Given text -

Ever talkative, passionate and daring, Cerrone continues to run on desire. For him, nerves and fear will always coexist with ambition and self-assurance, an ambivalence that has enabled him to prevail. “Right time, Right place.” This idiom perfectly sums up his experience – he’s even got it tattooed on his lower arm. He’s received multiple awards (Grammys, Golden Globes), performed a dizzying number of collaborations, tackled some impressive challenges, earned a collection of nicknames (such as the disco maestro) and has had instinctive bursts of creativity that often win the jackpot. Here is someone who has travelled across cities, countries and generations – going everywhere except the wilderness. 

Cerrone’s music has been covered, sampled and revised hundreds of times, today giving it a particular sort of status, which is firmly cemented in the heart of the collective conscience. The sixty-something-year-old works tirelessly on his compositions, never recycling old formulas but instead is always striving to push the envelope of electronic music forward, a reflection of his eternal youth.

So much so that over these past few years, Cerrone has followed the path more towards DJing, at the suggestion of his record label and manager. “I got caught up in this whole reinvention game. I started putting together snippets of music to feature in my sets. These sections then started to take shape, building into four-and-a-half even six-minute-long songs. Over the space of a few months, I quickly began to totally immerse myself in these sounds, little by little. They sounded vintage yet frighteningly current, with the kind of spirit I had at the beginning of my career, which is to create musical atmospheres rather than pop songs.” 

He continues to follow his own rules, distancing himself from marketing diktats and trends, just like he did when Love in C Minor was released. The result? The record DNA, which represents everything he put into it, all his effort, skills, old desires and new dreams, and also because he created it entirely himself, with his loyal sound engineer, Richard Turek. “I always aim to never be like anyone else.” He puts this declaration of intent fully into practice, delivering for the first time a quasi-instrumental record which was written, produced and recorded in the space of four months.

Data section -
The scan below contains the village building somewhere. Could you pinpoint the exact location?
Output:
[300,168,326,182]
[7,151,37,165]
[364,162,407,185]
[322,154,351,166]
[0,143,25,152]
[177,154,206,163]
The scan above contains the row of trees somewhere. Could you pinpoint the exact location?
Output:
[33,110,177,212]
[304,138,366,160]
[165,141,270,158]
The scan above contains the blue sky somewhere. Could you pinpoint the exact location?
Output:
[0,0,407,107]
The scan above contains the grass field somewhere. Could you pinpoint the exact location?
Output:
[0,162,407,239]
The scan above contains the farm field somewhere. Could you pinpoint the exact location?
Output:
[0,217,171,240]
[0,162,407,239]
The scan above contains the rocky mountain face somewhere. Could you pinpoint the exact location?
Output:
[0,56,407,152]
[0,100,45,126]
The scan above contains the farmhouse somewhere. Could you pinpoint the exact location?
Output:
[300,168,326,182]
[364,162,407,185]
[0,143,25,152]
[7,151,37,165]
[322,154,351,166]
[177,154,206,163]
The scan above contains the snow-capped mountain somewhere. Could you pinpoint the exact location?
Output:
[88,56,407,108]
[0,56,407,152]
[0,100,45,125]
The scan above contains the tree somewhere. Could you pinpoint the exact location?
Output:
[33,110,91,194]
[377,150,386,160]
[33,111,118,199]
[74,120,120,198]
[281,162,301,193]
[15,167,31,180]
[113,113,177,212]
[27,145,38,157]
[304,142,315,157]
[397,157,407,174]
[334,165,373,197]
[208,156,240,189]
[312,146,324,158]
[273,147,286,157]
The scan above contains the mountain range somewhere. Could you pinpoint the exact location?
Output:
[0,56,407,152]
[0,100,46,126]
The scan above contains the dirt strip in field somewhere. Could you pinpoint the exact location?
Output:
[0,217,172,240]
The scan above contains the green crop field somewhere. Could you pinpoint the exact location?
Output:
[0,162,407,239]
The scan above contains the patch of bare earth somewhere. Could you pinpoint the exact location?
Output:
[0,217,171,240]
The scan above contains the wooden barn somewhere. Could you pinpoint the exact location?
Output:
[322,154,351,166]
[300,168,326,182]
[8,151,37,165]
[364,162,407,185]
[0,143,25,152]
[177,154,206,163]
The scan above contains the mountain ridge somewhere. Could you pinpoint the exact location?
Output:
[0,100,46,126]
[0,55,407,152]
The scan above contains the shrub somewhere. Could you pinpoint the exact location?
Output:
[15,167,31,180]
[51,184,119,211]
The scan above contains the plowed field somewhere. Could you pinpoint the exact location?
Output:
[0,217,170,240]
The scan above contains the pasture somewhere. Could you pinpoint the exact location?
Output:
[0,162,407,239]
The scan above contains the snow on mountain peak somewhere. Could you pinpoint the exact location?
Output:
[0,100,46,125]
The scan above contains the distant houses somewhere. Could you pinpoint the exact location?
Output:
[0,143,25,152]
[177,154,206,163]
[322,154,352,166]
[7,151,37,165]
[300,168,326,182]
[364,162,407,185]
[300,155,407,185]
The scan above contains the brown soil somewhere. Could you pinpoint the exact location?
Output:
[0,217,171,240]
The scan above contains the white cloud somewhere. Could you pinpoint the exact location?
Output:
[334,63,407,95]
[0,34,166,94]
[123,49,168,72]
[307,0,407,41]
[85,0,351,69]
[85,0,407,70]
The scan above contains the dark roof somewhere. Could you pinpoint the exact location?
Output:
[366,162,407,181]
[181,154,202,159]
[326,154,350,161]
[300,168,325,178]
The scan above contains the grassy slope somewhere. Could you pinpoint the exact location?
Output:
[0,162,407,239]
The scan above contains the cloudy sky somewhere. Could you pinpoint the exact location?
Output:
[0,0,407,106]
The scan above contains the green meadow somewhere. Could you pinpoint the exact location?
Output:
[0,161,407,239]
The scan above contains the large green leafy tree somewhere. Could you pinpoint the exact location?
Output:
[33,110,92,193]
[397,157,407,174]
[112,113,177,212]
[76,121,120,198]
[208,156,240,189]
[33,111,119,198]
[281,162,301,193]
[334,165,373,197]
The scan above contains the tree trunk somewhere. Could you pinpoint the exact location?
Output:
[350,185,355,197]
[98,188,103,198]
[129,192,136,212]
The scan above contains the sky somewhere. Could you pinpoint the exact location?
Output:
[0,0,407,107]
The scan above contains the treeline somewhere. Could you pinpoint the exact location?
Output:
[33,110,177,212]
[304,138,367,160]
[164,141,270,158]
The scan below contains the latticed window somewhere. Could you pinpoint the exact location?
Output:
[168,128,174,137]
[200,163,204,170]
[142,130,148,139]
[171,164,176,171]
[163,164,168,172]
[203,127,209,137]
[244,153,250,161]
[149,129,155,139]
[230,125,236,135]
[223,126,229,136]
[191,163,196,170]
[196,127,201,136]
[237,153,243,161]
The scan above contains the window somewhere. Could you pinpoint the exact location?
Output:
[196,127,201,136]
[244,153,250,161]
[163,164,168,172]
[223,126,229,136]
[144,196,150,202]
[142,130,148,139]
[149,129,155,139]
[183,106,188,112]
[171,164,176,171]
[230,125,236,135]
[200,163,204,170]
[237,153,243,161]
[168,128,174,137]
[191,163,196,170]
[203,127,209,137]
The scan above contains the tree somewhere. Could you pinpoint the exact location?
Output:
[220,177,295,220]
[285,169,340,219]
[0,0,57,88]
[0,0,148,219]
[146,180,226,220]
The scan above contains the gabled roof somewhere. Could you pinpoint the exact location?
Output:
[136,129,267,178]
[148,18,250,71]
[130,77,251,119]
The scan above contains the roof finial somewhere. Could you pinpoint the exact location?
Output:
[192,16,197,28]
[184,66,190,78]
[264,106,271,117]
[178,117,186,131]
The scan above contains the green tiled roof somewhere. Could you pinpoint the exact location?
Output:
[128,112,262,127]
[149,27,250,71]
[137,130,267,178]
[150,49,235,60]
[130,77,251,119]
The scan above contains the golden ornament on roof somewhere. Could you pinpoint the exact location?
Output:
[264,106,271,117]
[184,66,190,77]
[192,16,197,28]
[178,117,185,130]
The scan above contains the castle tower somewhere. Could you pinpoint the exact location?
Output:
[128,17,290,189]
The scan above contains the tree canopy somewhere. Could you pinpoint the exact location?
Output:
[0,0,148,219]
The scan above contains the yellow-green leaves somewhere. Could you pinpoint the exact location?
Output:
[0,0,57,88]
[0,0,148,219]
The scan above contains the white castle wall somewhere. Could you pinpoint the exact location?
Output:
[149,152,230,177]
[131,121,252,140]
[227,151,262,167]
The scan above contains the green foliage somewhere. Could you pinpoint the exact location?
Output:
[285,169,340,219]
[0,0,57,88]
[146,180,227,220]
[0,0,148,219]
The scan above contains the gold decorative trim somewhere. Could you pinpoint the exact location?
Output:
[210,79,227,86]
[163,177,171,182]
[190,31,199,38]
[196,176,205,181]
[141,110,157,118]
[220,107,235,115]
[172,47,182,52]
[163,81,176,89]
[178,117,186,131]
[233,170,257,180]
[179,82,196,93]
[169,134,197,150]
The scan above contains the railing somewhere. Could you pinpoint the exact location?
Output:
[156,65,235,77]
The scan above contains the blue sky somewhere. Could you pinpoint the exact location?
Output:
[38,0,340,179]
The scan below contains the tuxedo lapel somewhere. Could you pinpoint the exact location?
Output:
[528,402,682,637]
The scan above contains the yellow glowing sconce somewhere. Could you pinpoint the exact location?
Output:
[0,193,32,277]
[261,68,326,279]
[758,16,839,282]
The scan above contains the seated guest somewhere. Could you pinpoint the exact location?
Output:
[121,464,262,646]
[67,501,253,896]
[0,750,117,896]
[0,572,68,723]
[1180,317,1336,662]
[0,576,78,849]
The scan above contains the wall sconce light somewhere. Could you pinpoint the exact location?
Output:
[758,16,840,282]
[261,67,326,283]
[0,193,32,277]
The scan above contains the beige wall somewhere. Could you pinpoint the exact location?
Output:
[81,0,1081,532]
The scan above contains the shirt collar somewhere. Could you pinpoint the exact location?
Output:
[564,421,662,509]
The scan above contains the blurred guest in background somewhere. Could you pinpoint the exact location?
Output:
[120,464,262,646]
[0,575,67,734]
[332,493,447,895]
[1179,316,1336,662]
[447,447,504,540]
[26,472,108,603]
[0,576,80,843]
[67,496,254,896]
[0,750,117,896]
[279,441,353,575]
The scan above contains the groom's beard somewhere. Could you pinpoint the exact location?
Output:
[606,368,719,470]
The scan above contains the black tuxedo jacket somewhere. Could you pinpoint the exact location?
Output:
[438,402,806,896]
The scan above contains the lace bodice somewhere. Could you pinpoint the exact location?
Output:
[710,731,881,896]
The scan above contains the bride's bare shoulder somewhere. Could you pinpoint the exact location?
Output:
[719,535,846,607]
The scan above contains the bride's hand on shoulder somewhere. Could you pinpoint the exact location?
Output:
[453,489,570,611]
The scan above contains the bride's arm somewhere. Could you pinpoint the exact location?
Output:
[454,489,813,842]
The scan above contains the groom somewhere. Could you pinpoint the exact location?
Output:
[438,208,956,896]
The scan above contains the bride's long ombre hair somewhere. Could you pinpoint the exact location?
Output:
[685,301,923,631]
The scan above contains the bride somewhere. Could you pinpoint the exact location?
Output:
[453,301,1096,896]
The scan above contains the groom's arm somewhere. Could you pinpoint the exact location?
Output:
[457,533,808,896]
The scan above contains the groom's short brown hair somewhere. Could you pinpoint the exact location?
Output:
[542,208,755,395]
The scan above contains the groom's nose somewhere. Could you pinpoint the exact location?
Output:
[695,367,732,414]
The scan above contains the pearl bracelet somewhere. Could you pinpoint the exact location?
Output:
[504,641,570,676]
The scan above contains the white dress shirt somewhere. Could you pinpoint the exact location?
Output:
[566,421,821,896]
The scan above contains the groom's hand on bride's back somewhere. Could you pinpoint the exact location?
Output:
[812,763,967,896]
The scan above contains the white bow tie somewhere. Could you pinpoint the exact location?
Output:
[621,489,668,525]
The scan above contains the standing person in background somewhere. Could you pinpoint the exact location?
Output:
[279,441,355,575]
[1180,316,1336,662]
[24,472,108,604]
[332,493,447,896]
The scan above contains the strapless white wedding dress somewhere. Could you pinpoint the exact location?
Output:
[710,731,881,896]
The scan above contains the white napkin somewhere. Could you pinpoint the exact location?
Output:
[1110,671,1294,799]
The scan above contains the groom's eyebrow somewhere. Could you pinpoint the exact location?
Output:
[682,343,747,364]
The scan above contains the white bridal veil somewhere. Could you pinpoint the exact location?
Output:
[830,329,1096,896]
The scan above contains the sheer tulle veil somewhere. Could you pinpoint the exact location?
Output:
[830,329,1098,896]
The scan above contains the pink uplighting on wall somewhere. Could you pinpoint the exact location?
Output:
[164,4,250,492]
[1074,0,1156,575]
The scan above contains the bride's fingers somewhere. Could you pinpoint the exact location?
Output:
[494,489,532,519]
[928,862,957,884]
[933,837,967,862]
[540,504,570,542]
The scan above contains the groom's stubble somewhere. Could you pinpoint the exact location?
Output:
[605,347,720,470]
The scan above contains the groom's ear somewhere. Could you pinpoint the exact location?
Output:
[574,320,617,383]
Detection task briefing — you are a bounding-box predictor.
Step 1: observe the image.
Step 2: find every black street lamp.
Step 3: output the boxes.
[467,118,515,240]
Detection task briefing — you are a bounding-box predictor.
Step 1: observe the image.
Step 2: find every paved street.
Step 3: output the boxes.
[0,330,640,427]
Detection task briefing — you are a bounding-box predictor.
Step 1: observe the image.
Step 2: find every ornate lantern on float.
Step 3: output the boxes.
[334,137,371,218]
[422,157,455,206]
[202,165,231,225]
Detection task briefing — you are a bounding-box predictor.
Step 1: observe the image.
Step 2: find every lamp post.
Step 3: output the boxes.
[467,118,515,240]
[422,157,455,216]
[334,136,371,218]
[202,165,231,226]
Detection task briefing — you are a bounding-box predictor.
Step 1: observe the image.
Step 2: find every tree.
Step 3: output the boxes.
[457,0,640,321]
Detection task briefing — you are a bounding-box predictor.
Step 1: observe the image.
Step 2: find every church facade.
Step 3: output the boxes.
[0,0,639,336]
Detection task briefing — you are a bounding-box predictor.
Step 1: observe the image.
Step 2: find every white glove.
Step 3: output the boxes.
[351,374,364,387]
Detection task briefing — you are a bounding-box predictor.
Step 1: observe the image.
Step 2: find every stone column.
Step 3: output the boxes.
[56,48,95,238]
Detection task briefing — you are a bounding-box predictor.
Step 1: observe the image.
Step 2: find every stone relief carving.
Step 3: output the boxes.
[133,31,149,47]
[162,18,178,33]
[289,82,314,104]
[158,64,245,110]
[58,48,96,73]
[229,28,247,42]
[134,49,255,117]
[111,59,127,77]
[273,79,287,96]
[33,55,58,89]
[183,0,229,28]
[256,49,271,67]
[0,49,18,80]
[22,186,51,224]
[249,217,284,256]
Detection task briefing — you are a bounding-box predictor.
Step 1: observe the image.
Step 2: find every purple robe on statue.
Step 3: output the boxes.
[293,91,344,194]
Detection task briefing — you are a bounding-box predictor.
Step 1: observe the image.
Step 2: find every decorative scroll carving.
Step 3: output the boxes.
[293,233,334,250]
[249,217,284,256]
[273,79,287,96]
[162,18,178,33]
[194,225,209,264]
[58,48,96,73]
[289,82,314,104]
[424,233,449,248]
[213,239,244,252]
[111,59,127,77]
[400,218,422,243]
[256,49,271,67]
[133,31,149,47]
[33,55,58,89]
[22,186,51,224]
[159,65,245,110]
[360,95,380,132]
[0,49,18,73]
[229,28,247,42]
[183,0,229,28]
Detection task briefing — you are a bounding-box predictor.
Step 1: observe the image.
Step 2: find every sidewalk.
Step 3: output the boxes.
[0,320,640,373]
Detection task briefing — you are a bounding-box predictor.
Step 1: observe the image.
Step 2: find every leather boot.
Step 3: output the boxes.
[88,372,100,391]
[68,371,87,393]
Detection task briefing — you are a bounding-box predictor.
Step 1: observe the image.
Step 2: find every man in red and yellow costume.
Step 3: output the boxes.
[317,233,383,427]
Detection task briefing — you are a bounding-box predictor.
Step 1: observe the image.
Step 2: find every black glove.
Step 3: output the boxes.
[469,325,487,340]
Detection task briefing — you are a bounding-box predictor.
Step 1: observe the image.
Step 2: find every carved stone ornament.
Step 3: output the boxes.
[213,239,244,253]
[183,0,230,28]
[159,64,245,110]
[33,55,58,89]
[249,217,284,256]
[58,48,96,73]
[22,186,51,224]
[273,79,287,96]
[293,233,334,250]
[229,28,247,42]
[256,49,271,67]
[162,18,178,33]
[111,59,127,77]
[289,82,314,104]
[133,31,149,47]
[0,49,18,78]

Activity 1 - In the Cerrone profile, what idiom does Cerrone have tattooed on his lower arm?
Activity 2 - Continue the Cerrone profile from its final sentence, keeping the same voice.

Task response 1 - "Right time, Right place."

Task response 2 -
Atmospheric and filled with tension and fissures, DNA panders to the imagination, incorporating film score premises. He leap-frogs between the past, present and future, with his fascinatingly epic, unsettled sounds like monotonous electronic chants. “With this album, I reconnected with a musical period that I’d pushed somewhat to the wayside. This was basically my whole electronic period at the end of the 70s for example, Supernature and the series of soundtracks for Gérard de Villiers’ and Brigade Mondaine’s erotic films.” 

Cerrone’s 17th album – DNA – opens with The Impact, a throbbing track of bendy entanglements all with an environmental stance. Halfway through, we’re treated to an excerpt of a speech from Jane Goodall, the world-famous primatologist and ethnologist: “Every single day we make some impact on the planet. We haven’t inherited this planet from our parents. We’ve borrowed it from our children. If we get together, then we can start to heal some of the scars that we’ve inflicted.”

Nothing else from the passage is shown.